# OBJECTIVE A:
Answer these questions about the credit loss allowance text:
(i) Which method estimates losses from past experience and applies them prospectively across the life of each loan?
(ii) Which common characteristics and risk profiles are listed for segmenting loans into pools?
(iii) Which factors beyond the company's control does the ultimate appropriateness of the allowance depend on?

# TEXT EXTRACT:
## Begin

Credit loss expense related to loans reflects the totality of actions taken on all loans for a particular period including any necessary increases or decreases in the allowance related to changes in credit loss expectations associated with specific loans or pools of loans. Portions of the allowance may be allocated for specific credits; however, the entire allowance is available for any credit that, in management’s judgment, should be charged off. While management utilizes its best judgment and information available, the ultimate appropriateness of the allowance is dependent upon a variety of factors beyond our control, including the performance of our loan portfolio, the economy, changes in interest rates and the view of the regulatory authorities toward loan classifications.

 

In calculating the allowance for credit losses, most loans are segmented into pools based upon similar characteristics and risk profiles. Common characteristics and risk profiles include the type/purpose of loan, underlying collateral, and historical/expected credit loss patterns. For modeling purposes, our loan pools include (i) commercial real estate - owner occupied, (ii) commercial real estate - non-owner occupied, (iii) construction/land development, (iv) residential – multifamily, (v) residential – single family (vi) residential – single family home equity, (vii) commercial and industrial (viii) consumer and other. We periodically reassess each pool to ensure the loans within the pool continue to share similar characteristics and risk profiles and to determine whether further segmentation is necessary.

 

The average charge-off method calculates an estimate of losses based upon past experience which is applied prospectively across the life of each loan. This method allows for analysis and calculation on a note-by-note basis due to the CECL model calculating future cash flows at the individual note level based upon note characteristics. A forward balance is calculated from each note’s prior period balance, less monthly principal paydown and prepayment amount.

 

13

 

Farmers and Merchants Bancshares, Inc. and Subsidiaries

Notes to Consolidated Financial Statements

(Unaudited)

 

2.

Basis of Presentation (continued)

## End

# ENTRIES PROVIDED:
## Begin

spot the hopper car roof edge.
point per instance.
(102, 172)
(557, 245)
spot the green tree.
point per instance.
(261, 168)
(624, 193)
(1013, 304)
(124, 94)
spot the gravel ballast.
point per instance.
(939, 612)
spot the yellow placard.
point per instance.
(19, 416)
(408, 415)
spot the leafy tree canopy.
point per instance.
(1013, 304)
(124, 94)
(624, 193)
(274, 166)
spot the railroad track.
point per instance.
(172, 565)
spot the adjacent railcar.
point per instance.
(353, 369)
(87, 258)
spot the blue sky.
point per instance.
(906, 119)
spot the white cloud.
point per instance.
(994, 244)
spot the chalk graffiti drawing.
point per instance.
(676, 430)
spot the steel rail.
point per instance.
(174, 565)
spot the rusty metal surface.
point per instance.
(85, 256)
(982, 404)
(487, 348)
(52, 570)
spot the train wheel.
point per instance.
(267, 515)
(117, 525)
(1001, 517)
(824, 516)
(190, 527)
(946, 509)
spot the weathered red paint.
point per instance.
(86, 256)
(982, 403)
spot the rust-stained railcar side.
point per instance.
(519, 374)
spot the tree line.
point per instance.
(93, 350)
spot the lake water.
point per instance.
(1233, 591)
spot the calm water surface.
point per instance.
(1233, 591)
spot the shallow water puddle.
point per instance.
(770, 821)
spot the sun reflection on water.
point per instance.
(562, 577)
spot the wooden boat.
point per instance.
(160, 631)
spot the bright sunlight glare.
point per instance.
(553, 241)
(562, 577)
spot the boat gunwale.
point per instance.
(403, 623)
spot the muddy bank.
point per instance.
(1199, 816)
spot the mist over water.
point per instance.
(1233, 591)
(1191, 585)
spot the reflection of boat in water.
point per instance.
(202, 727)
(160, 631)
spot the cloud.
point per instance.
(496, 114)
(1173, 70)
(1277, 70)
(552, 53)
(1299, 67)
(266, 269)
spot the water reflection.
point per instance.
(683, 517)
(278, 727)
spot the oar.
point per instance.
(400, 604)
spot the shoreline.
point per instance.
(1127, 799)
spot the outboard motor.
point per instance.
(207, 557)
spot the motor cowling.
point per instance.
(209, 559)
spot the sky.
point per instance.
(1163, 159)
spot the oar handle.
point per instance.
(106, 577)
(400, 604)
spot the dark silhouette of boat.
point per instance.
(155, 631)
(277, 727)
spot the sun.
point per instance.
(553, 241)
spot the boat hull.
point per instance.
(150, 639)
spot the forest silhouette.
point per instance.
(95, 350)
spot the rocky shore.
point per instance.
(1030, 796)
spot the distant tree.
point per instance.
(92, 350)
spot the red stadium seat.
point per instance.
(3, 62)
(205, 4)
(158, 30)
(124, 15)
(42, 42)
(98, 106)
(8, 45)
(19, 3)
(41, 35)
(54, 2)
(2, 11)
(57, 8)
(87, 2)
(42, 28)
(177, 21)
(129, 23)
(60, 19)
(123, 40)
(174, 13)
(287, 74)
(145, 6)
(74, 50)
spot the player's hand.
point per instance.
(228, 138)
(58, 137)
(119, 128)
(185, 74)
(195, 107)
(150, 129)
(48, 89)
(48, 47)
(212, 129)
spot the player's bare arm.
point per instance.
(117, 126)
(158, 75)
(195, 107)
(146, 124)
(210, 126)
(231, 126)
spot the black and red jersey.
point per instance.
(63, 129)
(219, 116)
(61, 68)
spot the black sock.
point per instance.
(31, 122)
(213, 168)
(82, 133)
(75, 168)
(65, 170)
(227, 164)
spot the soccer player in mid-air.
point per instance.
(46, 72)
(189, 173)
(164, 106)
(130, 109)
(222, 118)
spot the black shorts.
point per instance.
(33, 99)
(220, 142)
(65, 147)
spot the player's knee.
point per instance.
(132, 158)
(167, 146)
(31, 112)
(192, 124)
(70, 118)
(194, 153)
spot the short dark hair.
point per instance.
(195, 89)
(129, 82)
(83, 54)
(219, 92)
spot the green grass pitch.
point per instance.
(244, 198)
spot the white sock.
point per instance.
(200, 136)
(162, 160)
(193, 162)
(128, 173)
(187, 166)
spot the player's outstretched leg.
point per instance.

## End

# OBJECTIVE B:
Please write out again the part of the listing that opens with the line containing "spot the oar handle." and closes with the last line of the listing, keeping each request line as it is. Multiply every coordinate in the answers by 2.1 and round to whole numbers, with halves rounded up.

# WRITTEN RESPONSE A:
(i) The average charge-off method.
(ii) The type/purpose of loan, underlying collateral, and historical/expected credit loss patterns.
(iii) The performance of the loan portfolio, the economy, changes in interest rates, and the view of the regulatory authorities toward loan classifications.

# WRITTEN RESPONSE B:
spot the oar handle.
point per instance.
(223, 1212)
(840, 1268)
spot the dark silhouette of boat.
point per instance.
(326, 1325)
(582, 1527)
spot the sun.
point per instance.
(1161, 506)
spot the boat hull.
point per instance.
(315, 1342)
spot the forest silhouette.
point per instance.
(200, 735)
spot the rocky shore.
point per instance.
(2163, 1672)
spot the distant tree.
point per instance.
(193, 735)
spot the red stadium seat.
point per instance.
(6, 130)
(431, 8)
(332, 63)
(260, 32)
(88, 88)
(206, 223)
(17, 95)
(40, 6)
(86, 74)
(113, 4)
(4, 23)
(120, 17)
(183, 4)
(88, 59)
(372, 44)
(271, 48)
(126, 40)
(258, 84)
(365, 27)
(603, 155)
(305, 13)
(155, 105)
spot the player's hand.
point per instance.
(479, 290)
(122, 288)
(250, 269)
(389, 155)
(410, 225)
(315, 271)
(101, 187)
(101, 99)
(445, 271)
spot the player's bare arm.
point per instance.
(246, 265)
(332, 158)
(410, 225)
(307, 260)
(441, 265)
(485, 265)
spot the black and red jersey.
point per instance.
(132, 271)
(460, 244)
(128, 143)
spot the black sock.
point per instance.
(65, 256)
(447, 353)
(172, 279)
(158, 353)
(137, 357)
(477, 344)
spot the soccer player in mid-air.
point per instance.
(97, 151)
(397, 363)
(344, 223)
(273, 229)
(466, 248)
spot the black shorts.
point per instance.
(69, 208)
(462, 298)
(137, 309)
spot the player's knee.
point per instance.
(277, 332)
(351, 307)
(65, 235)
(403, 260)
(147, 248)
(407, 321)
spot the short dark hair.
point per instance.
(410, 187)
(271, 172)
(174, 113)
(460, 193)
spot the green grass pitch.
point per instance.
(512, 416)
spot the white sock.
point per instance.
(420, 286)
(340, 336)
(405, 340)
(269, 363)
(393, 349)
spot the player's outstretched leg.
point per instance.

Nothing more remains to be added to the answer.